In the items below, from the line containing "flag in this photo." through the end of the items, inclusive, replace "innermost point" with "central point". Give those lines again with everything else unchanged.
++++++++++++++++++++
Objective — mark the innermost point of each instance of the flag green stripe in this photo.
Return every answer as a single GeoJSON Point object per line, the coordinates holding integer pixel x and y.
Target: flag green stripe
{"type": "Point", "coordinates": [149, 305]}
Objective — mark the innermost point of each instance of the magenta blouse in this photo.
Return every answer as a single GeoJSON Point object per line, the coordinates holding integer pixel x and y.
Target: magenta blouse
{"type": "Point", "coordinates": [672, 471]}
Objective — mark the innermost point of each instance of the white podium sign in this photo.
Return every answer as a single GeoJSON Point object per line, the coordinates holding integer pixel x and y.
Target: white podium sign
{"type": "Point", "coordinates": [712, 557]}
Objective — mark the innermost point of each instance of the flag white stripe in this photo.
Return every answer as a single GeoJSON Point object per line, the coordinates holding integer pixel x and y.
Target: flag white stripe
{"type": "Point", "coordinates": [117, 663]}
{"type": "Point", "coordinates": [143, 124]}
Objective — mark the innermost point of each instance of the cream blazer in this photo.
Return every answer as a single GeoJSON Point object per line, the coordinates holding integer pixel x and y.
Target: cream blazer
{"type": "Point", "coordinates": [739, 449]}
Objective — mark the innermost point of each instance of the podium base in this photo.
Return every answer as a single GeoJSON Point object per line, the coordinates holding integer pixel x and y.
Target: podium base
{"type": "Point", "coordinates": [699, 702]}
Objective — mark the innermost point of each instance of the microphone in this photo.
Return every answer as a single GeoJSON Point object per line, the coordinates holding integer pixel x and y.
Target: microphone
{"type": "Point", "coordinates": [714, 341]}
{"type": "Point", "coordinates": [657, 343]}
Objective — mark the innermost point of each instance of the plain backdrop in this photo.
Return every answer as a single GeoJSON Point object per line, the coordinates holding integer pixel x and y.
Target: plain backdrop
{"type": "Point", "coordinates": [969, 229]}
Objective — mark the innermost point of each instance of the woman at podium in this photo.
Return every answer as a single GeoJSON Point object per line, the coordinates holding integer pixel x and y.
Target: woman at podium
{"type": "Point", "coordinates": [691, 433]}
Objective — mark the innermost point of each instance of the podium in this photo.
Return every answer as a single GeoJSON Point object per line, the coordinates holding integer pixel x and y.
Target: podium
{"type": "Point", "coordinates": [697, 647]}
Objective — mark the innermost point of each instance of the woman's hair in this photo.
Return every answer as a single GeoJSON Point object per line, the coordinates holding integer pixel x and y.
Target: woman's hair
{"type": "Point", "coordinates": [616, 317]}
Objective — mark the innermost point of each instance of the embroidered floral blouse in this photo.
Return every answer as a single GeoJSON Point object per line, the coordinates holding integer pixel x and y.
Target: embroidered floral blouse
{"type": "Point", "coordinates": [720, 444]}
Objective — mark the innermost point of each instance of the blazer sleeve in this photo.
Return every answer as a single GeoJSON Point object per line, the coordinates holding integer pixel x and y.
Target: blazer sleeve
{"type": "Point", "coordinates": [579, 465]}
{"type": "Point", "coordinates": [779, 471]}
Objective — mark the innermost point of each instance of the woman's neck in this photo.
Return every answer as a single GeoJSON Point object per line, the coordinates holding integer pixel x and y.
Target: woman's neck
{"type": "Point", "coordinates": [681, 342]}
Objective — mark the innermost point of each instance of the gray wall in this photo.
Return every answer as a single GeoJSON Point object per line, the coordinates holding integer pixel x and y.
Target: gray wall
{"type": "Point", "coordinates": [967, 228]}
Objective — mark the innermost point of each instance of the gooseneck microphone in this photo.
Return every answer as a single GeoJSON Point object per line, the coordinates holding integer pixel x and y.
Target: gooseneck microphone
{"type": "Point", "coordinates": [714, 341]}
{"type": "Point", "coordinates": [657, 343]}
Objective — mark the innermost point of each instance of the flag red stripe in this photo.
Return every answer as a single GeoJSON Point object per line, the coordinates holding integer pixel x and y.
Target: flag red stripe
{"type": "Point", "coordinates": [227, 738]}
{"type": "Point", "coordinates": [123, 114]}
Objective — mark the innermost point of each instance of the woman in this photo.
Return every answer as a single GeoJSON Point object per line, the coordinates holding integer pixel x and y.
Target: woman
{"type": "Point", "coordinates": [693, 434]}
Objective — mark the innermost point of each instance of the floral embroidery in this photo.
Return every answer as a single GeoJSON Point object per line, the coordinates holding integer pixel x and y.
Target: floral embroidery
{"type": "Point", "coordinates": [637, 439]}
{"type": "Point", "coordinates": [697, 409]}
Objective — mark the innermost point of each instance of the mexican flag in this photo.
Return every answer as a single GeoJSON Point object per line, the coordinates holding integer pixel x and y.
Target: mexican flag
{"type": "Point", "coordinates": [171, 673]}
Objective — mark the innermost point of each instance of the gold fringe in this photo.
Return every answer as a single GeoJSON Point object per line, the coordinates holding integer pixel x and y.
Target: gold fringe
++++++++++++++++++++
RESULT OF THIS TASK
Objective — mark the central point of each instance of the mexican flag in this photo.
Return every answer as a single GeoJSON Point object per line, the coordinates holding integer pixel x and y.
Target: mexican flag
{"type": "Point", "coordinates": [171, 673]}
Objective — mark the central point of each instance of the gold fringe in this photo.
Return every answer as a single GeoJSON Point object per line, the coordinates holding integer pixel x and y.
Target: gold fringe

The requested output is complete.